++++ SELECTED PASSAGE

Ventricular arrhythmias classification based on deep learning algorithm

Abstract

Cardiac arrhythmia is a group of conditions in which the heartbeat is irregular, where it can be too fast or too slow. This happens when electrical impulses that coordinate the heartbeat fail to work in a correct manner. Some of these diseases show no symptoms, but ECG (electrocardiogram) can help to diagnose as it extracts the rhythmic information of the heart and heartbeat. This information is important, and it can distinguish the cardiac condition of the patient. Some of these diseases can cause serious condition to the patient if not treated immediately, for instance, Ventricular Fibrillation can result in loss of consciousness and even death in the matter of minutes. Due to limitation in the availability of doctors or cardiologist, machine can help to perform ECG interpretation task. Deep Learning (DL), which is a subset of Machine Learning (ML), does not require human intervention as the nested layers in the neural networks put data through hierarchies of different concepts, which eventually learn through their own errors, is suitable to perform such task. This project aimed to have ECG data extraction to classify the cardiac arrhythmias using deep learning approach for Premature Atrial Contraction, Atrial Tachycardia, Atrial Flutter, Atrial Fibrillation, Premature Ventricular Contraction, Ventricular Tachycardia, Ventricular Fibrillation and Normal Sinus Rhythm. In this project, the final classifying model has achieved an average accuracy of 94.52 across 6 cardiac arrhythmias. All ECG information will be selected from a few databases such as MIT-BIH arrhythmia database, Creighton University Ventricular Tachyarrhythmia Database, Intracardiac Atrial Fibrillation Database, Long-Term AF Database, MIT-BIH Atrial Fibrillation Database, MIT-BIH Normal Sinus Rhythm Database and MIT-BIH Supraventricular Arrhythmia Database. All these databases have annotated ECG files by cardiologist annotators. These ECG data will have to go through pre-processing to remove noises such as the baseline wanders and powerline interference. After that, the ECG data will be broken down into segments of PQRST where it will serve as the input data for the deep learning model. Step segmentation process and CNN deep learning are both done in Python with TensorFlow package for deep learning model and SciPy and NumPy packages for signal processing.

++++++++
++++ SUPPLIED DATA

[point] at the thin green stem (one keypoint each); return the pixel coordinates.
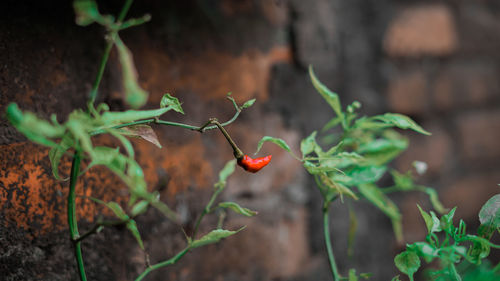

++++++++

ASSIGNED TASK:
Answer these about the abstract on arrhythmia classification:
1. Which two kinds of noise does pre-processing remove from the ECG data?
2. Which Python packages handle signal processing?
3. What can Ventricular Fibrillation result in?

REPLY TO THE EXERCISE:
1. Baseline wanders and powerline interference.
2. SciPy and NumPy.
3. Loss of consciousness and even death in the matter of minutes.